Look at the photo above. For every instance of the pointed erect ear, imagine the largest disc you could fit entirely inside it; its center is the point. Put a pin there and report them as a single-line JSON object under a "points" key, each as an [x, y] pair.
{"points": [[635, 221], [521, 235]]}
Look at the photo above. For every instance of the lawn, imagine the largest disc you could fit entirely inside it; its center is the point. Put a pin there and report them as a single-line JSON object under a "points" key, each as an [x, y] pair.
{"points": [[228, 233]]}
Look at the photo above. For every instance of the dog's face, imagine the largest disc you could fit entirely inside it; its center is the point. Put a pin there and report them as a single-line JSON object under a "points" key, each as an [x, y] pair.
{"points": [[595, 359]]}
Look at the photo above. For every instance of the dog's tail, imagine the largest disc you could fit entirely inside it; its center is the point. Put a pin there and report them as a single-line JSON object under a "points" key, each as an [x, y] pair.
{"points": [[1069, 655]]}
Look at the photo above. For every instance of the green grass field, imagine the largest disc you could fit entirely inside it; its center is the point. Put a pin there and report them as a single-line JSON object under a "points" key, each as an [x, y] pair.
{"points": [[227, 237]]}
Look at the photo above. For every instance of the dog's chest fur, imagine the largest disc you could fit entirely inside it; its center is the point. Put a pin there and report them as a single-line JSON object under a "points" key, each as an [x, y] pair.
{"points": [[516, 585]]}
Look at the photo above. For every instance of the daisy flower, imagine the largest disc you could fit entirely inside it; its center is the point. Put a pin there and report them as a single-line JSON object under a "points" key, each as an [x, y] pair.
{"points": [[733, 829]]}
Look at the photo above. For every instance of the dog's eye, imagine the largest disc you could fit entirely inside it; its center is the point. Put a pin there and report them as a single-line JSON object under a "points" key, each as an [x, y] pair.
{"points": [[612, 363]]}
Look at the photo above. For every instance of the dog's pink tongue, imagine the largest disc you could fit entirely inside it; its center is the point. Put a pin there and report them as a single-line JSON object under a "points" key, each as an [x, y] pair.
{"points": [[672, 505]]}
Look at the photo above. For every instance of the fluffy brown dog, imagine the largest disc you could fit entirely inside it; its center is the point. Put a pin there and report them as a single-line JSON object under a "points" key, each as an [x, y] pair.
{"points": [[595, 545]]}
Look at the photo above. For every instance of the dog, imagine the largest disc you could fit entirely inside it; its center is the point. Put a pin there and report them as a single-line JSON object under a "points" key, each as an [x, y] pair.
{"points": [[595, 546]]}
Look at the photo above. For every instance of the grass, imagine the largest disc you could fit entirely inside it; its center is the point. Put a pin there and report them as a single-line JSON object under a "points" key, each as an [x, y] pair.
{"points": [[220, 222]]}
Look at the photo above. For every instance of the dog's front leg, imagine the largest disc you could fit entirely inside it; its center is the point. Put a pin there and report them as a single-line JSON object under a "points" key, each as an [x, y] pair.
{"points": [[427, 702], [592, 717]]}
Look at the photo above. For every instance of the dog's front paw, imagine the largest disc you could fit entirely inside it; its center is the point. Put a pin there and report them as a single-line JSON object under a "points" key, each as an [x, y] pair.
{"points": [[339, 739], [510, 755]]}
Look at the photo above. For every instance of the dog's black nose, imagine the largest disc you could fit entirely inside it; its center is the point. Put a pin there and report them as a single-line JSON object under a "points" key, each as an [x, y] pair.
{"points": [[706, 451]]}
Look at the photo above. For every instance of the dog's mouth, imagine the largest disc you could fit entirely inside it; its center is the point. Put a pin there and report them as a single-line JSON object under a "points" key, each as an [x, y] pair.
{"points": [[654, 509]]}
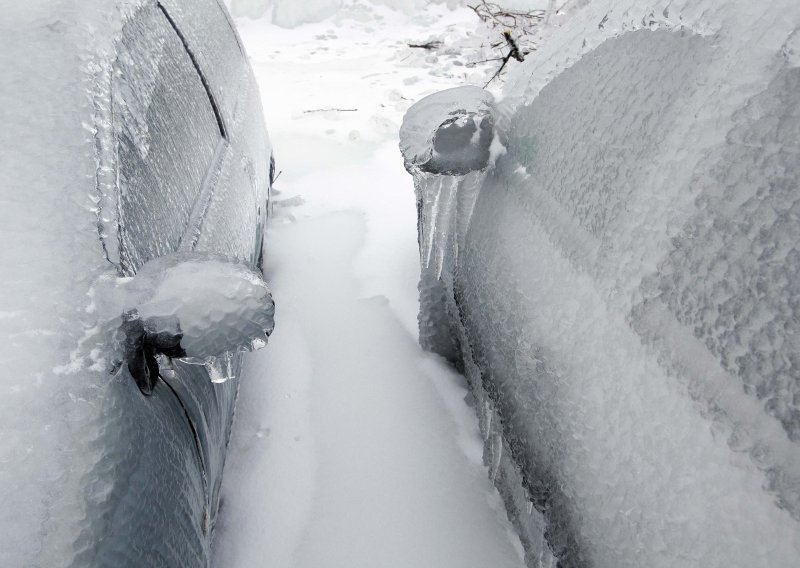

◆ Work request:
Could you reproduce the entries verbatim, leaving out all pictures?

◆ Answer to the exercise:
Look at the photo above. For every instance of the pointed erect ear, imagine the largest disc you could fit entirely inside it; its center is the point. Put a pin there and report them as a single-line JSON object under a "points" key, each as an [x, y] pair.
{"points": [[635, 221], [521, 235]]}
Look at the photo above. For every instance of the lawn, imagine the largest disc you could fit entirely inside it; its center is the point. Put a pin there and report them as a single-line JSON object under a "points" key, each as an [x, y] pair.
{"points": [[228, 233]]}
Look at the photo above. For every instance of the dog's face, imagine the largest disc you could fit entirely inside it; its center is the point. Put a pin there and report them as a single-line JSON object under a "points" key, each as an [x, y] pair.
{"points": [[595, 359]]}
Look at the photo above. For every instance of the dog's tail, imagine the largest disc you could fit entirely inside it; its center is the point. Put a pin there and report them as a single-line JSON object under a "points" key, each as an [x, y] pair.
{"points": [[1069, 655]]}
Look at the photo above. For every instance of the green grass field, imagine the largest disc you could fit entirely inside it; its center is the point. Put a pin there and report them as a single-line JSON object under a "points" key, each as an [x, y] pair.
{"points": [[227, 237]]}
Look at the photo above. For every instance of the dog's chest fur, imagine the largest disc you could fit entirely inside it; its center is the point. Put a pin there and report them as a single-line JSON object under a "points" key, each as an [x, y] pair.
{"points": [[516, 585]]}
Look at the photo above. For every instance of the daisy flower, imagine the largest disc you could fit entirely inside it; its center is the point. Put a pin there and report them as a single-line JSON object under a "points" key, each as an [x, y] pair.
{"points": [[733, 829]]}
Look at the photo above. For every instance of the dog's eye, imagine the largest disc you could fit entirely inside it; its center is the point. Put a pin there and report them as a single-line JSON object under a "points" key, each as an [x, y] pair.
{"points": [[612, 363]]}
Look at the photo above. For every instance of the dog's pink tongue, imagine the largest disc you could fit entirely inside it; its center is the point. Put a pin there and report them as a single-line JSON object under a "points" key, each as an [x, y] pair.
{"points": [[672, 505]]}
Look at the photo above. For every instance of the fluffy brown dog, imagine the largest disc you could fit entirely inside it; its center is the point. Put a pin there and report them as a single-line JSON object under a "points" key, each as an [x, y] pair.
{"points": [[595, 545]]}
Look at the photo above. For every instance of the dog, imagine the largest disc you could fit entirely inside it; its center is the point. Put a pin there and report them as a single-line JSON object under a "points" key, each as an [x, y] pair.
{"points": [[595, 546]]}
Look at the photo above. For every instance of the grass, imagine the largest disc you could fit entirely inside it; its center is the point. Put a pin there and report them as a single-line JSON object under a "points" key, each as an [x, y] pair.
{"points": [[220, 222]]}
Look at the photo above. For every instance of the dog's front leg, imagine the largest disc you could fit entirely inside it; its center is the point. Put a pin there and report them as a single-line JSON object under a "points" key, each as an [x, y] pair.
{"points": [[427, 702], [592, 717]]}
Look at the photo above. For every instance of the dog's front paw, imagine the largest disc you could fit entirely inside it; its center is the point. Put a pin there and report them as a single-line JSON object under a "points" key, each as an [x, y] pair.
{"points": [[339, 739], [510, 755]]}
Look at the photo above. For every instance of the dog's black nose, imagine the largest disc you could fit entirely inside it; its center is the point. Put a pin there and report them as a single-line JSON object under a "points" key, each as an [x, y] pair.
{"points": [[706, 451]]}
Look at the photo above. For every instance of the dog's mouth, imagine the largest disc you could fit entirely inside it; its center is the point. Put a pin there and report them as a single-line JSON object under a "points" key, each as an [x, y] pair.
{"points": [[654, 509]]}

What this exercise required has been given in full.